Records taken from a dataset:
--------------------------------

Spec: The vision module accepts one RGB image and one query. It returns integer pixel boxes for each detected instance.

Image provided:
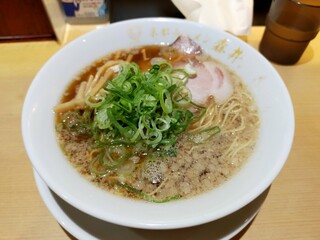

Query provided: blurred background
[0,0,272,42]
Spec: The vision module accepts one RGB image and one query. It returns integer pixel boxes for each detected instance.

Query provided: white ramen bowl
[22,18,294,229]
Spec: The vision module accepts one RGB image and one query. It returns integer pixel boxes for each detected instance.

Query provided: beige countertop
[0,26,320,240]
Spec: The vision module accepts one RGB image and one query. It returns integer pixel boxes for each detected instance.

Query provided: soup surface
[54,37,259,202]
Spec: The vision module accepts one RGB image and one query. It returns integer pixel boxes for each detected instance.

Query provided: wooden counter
[0,27,320,240]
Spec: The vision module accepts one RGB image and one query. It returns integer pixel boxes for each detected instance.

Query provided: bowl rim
[21,17,295,229]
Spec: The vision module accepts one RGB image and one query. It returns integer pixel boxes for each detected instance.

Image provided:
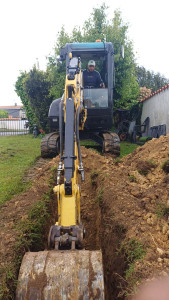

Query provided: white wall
[141,89,169,133]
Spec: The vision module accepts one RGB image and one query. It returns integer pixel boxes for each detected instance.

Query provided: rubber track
[103,132,120,156]
[41,132,59,158]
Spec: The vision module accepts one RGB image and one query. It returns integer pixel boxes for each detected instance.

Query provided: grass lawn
[0,134,41,204]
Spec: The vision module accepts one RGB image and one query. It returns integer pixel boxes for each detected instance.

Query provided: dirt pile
[0,136,169,300]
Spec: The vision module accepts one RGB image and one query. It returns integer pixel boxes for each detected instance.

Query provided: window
[84,88,108,108]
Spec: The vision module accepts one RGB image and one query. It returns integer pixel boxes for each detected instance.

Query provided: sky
[0,0,169,106]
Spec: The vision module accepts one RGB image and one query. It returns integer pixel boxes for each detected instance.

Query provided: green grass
[0,135,41,204]
[120,142,139,157]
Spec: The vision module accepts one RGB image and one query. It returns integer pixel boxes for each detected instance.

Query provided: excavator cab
[41,42,120,157]
[57,42,114,132]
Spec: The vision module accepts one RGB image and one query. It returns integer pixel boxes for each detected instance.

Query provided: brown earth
[0,135,169,300]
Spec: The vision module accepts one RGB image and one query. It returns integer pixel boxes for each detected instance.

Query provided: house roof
[140,84,169,102]
[0,105,23,110]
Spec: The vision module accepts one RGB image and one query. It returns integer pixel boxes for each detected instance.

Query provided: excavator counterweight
[16,49,104,300]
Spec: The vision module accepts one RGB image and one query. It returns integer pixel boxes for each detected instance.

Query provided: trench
[15,152,126,300]
[81,173,127,300]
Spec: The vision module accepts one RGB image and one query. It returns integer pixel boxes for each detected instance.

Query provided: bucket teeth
[16,250,104,300]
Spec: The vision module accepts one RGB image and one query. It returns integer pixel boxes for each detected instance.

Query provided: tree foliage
[136,66,169,93]
[15,4,166,130]
[15,72,36,131]
[48,4,139,108]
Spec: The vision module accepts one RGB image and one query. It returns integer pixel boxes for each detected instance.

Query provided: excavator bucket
[16,250,104,300]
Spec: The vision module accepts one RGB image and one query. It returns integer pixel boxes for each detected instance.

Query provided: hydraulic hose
[76,105,84,181]
[59,101,63,162]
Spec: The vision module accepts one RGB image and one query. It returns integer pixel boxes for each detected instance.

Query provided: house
[140,84,169,138]
[0,104,26,120]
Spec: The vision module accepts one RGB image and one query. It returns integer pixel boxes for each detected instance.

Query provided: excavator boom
[16,53,104,300]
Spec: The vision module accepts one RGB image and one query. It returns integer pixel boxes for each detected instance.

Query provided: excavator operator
[83,60,105,88]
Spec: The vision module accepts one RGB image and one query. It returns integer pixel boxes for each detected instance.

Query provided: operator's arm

--------------------------------

▶ _Stated problem_
Reproduce the listing above with every "vision module" switched to "detection module" and all other wording unchanged, leaving the pictures out.

▶ _Correct output_
Spec: The detection module accepts one RGB image and one query. It returns integer pixel boxes for each detected instance.

Image provided:

Query provided: blurred background
[0,0,272,42]
Spec: The detection module accepts one RGB image and one query. It returns integer pixel boxes for each detected instance.

Query provided: white ramen bowl
[22,18,294,229]
Spec: The detection module accepts one RGB image and one query. It returns integer pixel boxes for each detected instance.

Query provided: beige countertop
[0,26,320,240]
Spec: The detection module accepts one RGB image and one query. It returns integer pixel boxes for each detected instance.

Query provided: soup surface
[54,37,259,202]
Spec: The detection module accepts one RGB image and one query. It returns integer pixel boxes for each detected instance.

Query provided: wooden counter
[0,27,320,240]
Spec: The detection module accepts one RGB image and one query. It returns integer pixel boxes for each detected instance.

Query provided: bowl rim
[21,17,295,229]
Spec: The detection module accepts one RGB image and one query. It returns integer pixel boxes for each detected instance.

Image provided:

Query provided: white wall
[141,89,169,133]
Spec: The detection module accepts one RGB image and one query. It returns integer pixel boxes for each detected instance.

Query provided: rubber track
[103,132,120,156]
[41,132,59,158]
Spec: The detection module accepts one RGB image and one query. It returns integer pixel boxes for each detected instance.

Query provided: grass lawn
[0,134,41,204]
Spec: The detection module accepts one RGB image and one query. It returns integer pixel boxes for each detected instance.

Query provided: dirt pile
[0,136,169,300]
Spec: The detection module accepts one RGB image and one query. It returns integer pixel boxes for each detected instance.

Query provided: window
[84,88,108,108]
Spec: The detection module accepts one RGB image and one query. It returns integer pixel boxes for each detected instance.

Query provided: sky
[0,0,169,106]
Spec: The detection module accepts one RGB image and one query. It returns integer pixel boxes for each detected instance.

Query provided: green grass
[0,135,41,204]
[120,142,139,157]
Spec: The detection module accepts one RGB image and one query. It returns integer pixel boxes for each detected instance.

Query provided: excavator cab
[41,42,120,157]
[57,42,114,132]
Spec: The detection module accepts one RGB image and one query. It returns integer pixel boxes for each detected instance.

Query provided: brown earth
[0,135,169,300]
Spec: The detection module accepts one RGB image and one query. It returns integer pixel boxes for each detected instance.

Query provided: house roof
[140,84,169,102]
[0,105,23,110]
Spec: The detection module accepts one RGB image and one query. It returns integer pixel boxes for each detected instance.

Query provided: excavator counterweight
[16,49,104,300]
Spec: The detection module accepts one RGB image and one query. It returns integer pixel boxes for each detected instance.

Query provided: trench
[15,152,126,300]
[81,173,127,300]
Spec: The detection module accepts one RGB image and one query. It returns integer pixel boxes for each detected instance.

Query provided: bucket teeth
[16,250,104,300]
Spec: The detection module accepts one RGB image and one query. It returns integer pixel boxes for each detected instance.

Query provided: tree foliage
[136,66,169,93]
[15,4,166,130]
[15,72,36,131]
[48,4,139,108]
Spec: The detection module accepts one RGB image and one query. It returns integer pixel boxes for each detected instance.

Query provided: excavator bucket
[16,250,104,300]
Spec: The detection module accepts one RGB image and one query. It returns integer pixel boxes for each detected instance.

Query provided: hydraulic hose
[76,105,84,181]
[59,101,63,162]
Spec: The detection module accepts one RGB image and one query. It returns integer pixel boxes for each detected instance.

Query provided: house
[140,84,169,138]
[0,104,26,120]
Spec: The detection module accepts one RGB image and one query. It returns integer pixel boxes for each detected instance.

Query provided: excavator boom
[16,53,104,300]
Spec: The detection module accepts one RGB image and one query. It returns integer pixel boxes for each detected instance.

Query provided: excavator operator
[83,60,105,88]
Spec: The detection module accepts one RGB image and one query. It returns integer pixel boxes for each detected instance.

Query provided: operator's arm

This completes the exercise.